Это замечание показывает нам, что нам не продвинуться вперед при помощи абстрактных предпосылок того и другого способа объяснения, чем занимались мы до сей поры, ведь и сами эти объяснения вынуждены связывать с абстрактными предпосылками исторические. Начнем же рассматривать теперь эти последние - а вместе с тем наше исследование оставит область абстрактных рассуждений и встанет на историческую почву.

ЗАДАЧА A — Какие строки записей ниже идут от строки с «task | put a marker on each instance of the light» до строки с «x=774, y=915» включительно? Выведите их нумерованным списком без пустых строк.

ИСХОДНЫЕ ДАННЫЕ —
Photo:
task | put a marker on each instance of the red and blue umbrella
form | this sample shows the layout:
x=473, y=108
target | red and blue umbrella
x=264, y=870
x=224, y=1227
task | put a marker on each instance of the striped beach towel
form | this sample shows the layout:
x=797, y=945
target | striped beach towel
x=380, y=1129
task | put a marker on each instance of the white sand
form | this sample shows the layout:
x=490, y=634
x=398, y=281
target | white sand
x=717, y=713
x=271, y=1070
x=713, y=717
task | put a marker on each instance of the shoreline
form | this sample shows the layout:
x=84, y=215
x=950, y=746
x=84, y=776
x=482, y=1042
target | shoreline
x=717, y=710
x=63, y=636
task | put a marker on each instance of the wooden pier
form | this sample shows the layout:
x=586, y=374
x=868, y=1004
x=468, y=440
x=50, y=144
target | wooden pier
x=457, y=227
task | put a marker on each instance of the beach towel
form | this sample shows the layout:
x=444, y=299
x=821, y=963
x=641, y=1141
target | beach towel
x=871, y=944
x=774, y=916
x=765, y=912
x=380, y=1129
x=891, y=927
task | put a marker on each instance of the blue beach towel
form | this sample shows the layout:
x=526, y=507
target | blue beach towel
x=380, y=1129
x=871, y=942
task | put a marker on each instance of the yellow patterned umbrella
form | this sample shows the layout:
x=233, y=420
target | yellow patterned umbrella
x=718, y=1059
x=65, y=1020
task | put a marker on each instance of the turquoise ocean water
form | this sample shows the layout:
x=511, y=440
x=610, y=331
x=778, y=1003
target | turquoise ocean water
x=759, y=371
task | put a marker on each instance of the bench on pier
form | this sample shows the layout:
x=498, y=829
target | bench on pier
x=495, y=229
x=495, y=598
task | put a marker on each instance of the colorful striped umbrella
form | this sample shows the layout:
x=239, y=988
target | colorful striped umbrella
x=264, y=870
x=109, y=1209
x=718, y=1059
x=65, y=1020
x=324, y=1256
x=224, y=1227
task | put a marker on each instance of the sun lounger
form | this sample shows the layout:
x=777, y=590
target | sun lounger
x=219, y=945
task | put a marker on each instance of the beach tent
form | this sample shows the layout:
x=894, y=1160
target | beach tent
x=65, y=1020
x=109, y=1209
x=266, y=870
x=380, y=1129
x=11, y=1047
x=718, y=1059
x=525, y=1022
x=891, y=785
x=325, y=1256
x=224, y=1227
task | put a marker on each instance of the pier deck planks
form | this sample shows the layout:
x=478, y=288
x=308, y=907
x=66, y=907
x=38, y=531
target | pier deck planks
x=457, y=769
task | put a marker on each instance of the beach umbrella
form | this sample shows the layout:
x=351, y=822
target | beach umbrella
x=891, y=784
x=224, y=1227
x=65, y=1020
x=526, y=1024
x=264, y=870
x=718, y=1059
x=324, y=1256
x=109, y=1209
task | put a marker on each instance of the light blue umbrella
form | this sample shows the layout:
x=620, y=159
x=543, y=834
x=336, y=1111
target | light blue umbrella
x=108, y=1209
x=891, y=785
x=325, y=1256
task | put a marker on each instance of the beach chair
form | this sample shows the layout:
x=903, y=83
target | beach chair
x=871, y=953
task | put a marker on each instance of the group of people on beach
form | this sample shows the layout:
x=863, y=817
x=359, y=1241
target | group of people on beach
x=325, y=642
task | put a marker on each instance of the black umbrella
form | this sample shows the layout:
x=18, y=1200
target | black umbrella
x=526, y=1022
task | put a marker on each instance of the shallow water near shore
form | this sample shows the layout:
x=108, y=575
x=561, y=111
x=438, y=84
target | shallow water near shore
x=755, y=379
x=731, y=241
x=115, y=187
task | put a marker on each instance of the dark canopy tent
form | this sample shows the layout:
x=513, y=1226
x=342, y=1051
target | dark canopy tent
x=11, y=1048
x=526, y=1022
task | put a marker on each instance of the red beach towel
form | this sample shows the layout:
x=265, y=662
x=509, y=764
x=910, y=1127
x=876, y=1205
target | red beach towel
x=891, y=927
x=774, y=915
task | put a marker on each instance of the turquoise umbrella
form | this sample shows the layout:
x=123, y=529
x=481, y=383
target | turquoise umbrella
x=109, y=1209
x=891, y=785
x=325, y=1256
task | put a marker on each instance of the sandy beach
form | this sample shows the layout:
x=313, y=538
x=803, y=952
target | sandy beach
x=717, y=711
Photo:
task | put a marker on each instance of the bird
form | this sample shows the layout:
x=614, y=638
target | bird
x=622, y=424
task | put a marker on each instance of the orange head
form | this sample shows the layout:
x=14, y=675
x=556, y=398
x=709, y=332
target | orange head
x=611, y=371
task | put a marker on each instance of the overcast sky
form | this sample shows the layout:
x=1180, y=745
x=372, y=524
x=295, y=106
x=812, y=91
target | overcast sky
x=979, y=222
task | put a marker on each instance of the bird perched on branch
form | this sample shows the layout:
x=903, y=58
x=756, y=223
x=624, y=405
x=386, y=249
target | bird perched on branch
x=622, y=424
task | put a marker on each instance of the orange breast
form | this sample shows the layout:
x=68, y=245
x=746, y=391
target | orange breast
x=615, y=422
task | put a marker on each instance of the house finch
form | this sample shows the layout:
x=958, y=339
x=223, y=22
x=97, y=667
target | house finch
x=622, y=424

ЗАДАЧА B — Повторите дословно весь фрагмент об абстрактных и исторических предпосылках объяснения.

ОТВЕТ A —
1. task | put a marker on each instance of the light blue umbrella
2. form | this sample shows the layout:
3. x=620, y=159
4. x=543, y=834
5. x=336, y=1111
6. target | light blue umbrella
7. x=108, y=1209
8. x=891, y=785
9. x=325, y=1256
10. task | put a marker on each instance of the beach chair
11. form | this sample shows the layout:
12. x=903, y=83
13. target | beach chair
14. x=871, y=953
15. task | put a marker on each instance of the group of people on beach
16. form | this sample shows the layout:
17. x=863, y=817
18. x=359, y=1241
19. target | group of people on beach
20. x=325, y=642
21. task | put a marker on each instance of the black umbrella
22. form | this sample shows the layout:
23. x=18, y=1200
24. target | black umbrella
25. x=526, y=1022
26. task | put a marker on each instance of the shallow water near shore
27. form | this sample shows the layout:
28. x=108, y=575
29. x=561, y=111
30. x=438, y=84
31. target | shallow water near shore
32. x=755, y=379
33. x=731, y=241
34. x=115, y=187
35. task | put a marker on each instance of the dark canopy tent
36. form | this sample shows the layout:
37. x=513, y=1226
38. x=342, y=1051
39. target | dark canopy tent
40. x=11, y=1048
41. x=526, y=1022
42. task | put a marker on each instance of the red beach towel
43. form | this sample shows the layout:
44. x=265, y=662
45. x=509, y=764
46. x=910, y=1127
47. x=876, y=1205
48. target | red beach towel
49. x=891, y=927
50. x=774, y=915

ОТВЕТ B —
Это замечание показывает нам, что нам не продвинуться вперед при помощи абстрактных предпосылок того и другого способа объяснения, чем занимались мы до сей поры, ведь и сами эти объяснения вынуждены связывать с абстрактными предпосылками исторические. Начнем же рассматривать теперь эти последние - а вместе с тем наше исследование оставит область абстрактных рассуждений и встанет на историческую почву.